Your instructions: In the listing, from the line containing "Practice. Find the birch" through the end, inclusive, reproduce the lines with "birch tree" changed to "oak tree" and nothing else altered.

Record list:
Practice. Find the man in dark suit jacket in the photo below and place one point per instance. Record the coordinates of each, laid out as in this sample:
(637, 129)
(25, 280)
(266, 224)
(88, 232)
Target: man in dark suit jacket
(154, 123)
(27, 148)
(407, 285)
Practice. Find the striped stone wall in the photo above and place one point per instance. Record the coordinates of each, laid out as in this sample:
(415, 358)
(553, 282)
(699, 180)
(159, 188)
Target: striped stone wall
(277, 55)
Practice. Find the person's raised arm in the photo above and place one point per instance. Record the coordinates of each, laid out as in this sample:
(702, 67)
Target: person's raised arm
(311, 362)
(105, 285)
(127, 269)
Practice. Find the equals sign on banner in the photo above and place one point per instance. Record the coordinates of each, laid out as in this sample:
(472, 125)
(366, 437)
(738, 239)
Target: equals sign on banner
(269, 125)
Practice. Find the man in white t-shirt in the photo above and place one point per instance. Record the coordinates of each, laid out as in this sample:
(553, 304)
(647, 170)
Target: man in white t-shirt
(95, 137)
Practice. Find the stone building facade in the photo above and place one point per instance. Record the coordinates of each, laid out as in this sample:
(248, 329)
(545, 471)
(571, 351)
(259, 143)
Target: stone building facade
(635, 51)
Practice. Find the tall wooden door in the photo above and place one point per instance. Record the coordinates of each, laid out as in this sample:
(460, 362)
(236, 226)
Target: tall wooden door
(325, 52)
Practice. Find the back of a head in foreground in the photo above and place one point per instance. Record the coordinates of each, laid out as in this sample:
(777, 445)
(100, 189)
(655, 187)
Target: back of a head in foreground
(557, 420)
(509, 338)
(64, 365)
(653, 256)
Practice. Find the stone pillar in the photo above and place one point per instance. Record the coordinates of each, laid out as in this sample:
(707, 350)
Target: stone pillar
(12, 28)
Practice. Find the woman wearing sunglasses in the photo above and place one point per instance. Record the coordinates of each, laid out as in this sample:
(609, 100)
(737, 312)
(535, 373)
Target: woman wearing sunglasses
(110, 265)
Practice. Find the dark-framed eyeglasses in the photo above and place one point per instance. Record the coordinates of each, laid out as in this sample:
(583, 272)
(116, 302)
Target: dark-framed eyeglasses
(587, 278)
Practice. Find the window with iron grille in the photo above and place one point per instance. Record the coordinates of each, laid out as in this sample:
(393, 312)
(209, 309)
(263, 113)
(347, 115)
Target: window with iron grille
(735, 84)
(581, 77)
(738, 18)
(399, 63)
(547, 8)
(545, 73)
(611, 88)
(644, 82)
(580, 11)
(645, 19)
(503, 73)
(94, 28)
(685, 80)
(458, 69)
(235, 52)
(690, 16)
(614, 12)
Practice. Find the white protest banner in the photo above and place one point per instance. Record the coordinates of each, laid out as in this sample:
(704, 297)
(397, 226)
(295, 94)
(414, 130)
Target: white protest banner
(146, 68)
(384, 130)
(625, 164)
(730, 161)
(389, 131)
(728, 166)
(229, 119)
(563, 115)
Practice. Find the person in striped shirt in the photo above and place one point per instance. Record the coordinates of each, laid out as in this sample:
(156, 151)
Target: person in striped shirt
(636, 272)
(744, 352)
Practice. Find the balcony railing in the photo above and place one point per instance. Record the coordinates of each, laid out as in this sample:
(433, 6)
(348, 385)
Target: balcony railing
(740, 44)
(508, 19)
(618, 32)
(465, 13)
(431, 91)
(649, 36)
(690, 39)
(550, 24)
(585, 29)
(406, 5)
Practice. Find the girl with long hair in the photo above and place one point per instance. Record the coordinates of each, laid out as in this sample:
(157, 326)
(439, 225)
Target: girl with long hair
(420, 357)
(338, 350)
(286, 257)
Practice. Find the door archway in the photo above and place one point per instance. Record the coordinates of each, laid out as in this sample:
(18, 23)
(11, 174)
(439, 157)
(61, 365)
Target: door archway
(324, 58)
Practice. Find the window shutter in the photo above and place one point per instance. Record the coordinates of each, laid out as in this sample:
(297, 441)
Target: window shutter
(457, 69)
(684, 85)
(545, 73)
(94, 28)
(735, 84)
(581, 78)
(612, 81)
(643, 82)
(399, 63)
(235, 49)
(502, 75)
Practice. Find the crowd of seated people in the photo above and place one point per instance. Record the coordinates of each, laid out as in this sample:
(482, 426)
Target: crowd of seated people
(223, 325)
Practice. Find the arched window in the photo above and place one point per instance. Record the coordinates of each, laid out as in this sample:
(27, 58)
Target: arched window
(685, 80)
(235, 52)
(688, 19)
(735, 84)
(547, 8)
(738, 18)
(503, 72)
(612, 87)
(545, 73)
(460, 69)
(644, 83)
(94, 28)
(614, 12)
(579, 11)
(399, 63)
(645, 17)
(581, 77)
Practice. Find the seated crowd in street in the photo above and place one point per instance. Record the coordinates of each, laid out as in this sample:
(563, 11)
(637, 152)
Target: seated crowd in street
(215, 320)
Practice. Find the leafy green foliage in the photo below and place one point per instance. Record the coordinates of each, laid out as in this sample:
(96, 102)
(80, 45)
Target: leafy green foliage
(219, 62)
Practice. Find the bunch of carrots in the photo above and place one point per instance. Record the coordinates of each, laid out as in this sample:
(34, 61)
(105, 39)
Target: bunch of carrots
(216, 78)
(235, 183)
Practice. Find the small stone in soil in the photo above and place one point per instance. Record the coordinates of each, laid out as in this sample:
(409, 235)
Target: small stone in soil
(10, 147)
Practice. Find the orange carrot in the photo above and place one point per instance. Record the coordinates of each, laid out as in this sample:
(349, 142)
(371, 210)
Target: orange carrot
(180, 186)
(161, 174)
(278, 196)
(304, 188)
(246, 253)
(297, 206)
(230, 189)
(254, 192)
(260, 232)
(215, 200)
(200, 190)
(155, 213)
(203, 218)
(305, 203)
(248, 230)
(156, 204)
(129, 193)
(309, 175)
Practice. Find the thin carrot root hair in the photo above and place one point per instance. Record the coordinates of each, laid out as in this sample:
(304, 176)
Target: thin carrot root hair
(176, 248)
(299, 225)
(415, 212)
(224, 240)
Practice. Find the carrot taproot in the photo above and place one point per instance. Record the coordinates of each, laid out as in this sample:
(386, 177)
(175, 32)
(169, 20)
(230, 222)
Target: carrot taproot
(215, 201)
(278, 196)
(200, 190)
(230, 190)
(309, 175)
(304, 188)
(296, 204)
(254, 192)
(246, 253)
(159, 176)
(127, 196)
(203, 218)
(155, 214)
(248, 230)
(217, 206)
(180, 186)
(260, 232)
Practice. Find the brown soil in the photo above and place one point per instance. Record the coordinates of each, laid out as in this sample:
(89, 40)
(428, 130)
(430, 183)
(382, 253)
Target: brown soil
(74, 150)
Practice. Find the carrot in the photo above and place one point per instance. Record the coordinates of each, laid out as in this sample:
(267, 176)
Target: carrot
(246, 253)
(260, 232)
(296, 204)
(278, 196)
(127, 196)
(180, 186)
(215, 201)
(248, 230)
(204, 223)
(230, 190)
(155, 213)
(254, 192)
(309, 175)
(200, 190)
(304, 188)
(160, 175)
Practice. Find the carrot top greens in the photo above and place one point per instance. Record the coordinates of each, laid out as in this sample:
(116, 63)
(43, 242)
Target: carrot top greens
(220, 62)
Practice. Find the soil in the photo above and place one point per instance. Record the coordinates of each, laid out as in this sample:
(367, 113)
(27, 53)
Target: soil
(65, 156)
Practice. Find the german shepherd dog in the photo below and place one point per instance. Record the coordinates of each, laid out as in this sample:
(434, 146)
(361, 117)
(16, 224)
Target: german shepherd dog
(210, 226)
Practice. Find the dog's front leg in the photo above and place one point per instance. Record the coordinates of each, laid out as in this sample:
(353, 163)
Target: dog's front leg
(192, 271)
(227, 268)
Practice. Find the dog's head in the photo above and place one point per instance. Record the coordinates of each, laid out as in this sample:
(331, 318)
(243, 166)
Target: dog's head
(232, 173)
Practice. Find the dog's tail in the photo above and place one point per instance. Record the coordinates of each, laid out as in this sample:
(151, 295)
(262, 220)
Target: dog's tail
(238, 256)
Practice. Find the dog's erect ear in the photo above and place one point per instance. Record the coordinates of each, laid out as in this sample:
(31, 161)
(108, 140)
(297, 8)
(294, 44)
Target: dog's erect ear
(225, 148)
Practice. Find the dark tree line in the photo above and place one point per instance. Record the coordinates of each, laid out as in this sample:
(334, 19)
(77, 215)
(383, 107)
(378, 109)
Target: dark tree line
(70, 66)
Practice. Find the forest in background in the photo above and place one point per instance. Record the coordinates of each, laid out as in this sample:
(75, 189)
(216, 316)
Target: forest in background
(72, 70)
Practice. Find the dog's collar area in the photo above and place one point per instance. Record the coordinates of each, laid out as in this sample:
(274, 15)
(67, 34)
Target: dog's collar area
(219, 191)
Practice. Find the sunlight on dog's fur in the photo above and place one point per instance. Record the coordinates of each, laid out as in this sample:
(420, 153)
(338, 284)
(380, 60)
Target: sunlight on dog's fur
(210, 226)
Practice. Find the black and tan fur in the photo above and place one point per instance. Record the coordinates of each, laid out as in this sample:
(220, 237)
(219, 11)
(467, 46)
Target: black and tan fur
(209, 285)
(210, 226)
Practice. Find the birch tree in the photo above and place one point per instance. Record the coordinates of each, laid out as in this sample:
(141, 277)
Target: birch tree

Complete output:
Practice. Find the oak tree in the photo above and place one point per instance. Record the coordinates of each, laid out as in this sample:
(141, 277)
Target: oak tree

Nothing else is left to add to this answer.